Across the entries below, how many lines include the word "wall"? Reply with only the number.

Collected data
====

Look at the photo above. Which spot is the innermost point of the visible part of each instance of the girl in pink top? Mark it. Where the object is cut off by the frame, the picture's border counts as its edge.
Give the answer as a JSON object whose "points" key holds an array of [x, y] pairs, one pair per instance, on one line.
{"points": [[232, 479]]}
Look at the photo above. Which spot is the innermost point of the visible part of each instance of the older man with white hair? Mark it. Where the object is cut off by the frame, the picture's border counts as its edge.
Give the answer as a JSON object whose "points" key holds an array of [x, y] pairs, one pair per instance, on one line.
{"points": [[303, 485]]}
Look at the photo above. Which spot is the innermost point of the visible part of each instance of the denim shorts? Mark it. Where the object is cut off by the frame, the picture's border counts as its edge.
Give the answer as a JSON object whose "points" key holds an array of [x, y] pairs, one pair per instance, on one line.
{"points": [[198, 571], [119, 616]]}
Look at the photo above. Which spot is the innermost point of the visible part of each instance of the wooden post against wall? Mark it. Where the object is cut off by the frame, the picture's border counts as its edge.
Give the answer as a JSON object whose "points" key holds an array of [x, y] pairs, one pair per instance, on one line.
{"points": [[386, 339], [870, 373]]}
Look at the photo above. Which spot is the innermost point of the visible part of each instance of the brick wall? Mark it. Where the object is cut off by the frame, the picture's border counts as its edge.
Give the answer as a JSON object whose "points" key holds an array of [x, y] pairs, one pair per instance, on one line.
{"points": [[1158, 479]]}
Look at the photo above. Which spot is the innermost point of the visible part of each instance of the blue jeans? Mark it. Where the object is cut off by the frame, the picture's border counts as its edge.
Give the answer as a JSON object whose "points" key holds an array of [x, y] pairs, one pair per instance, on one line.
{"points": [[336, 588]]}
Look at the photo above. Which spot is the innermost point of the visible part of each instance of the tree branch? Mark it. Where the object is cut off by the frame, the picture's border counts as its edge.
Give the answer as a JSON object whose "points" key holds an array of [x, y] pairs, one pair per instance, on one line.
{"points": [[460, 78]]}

====

Result for this exercise: 2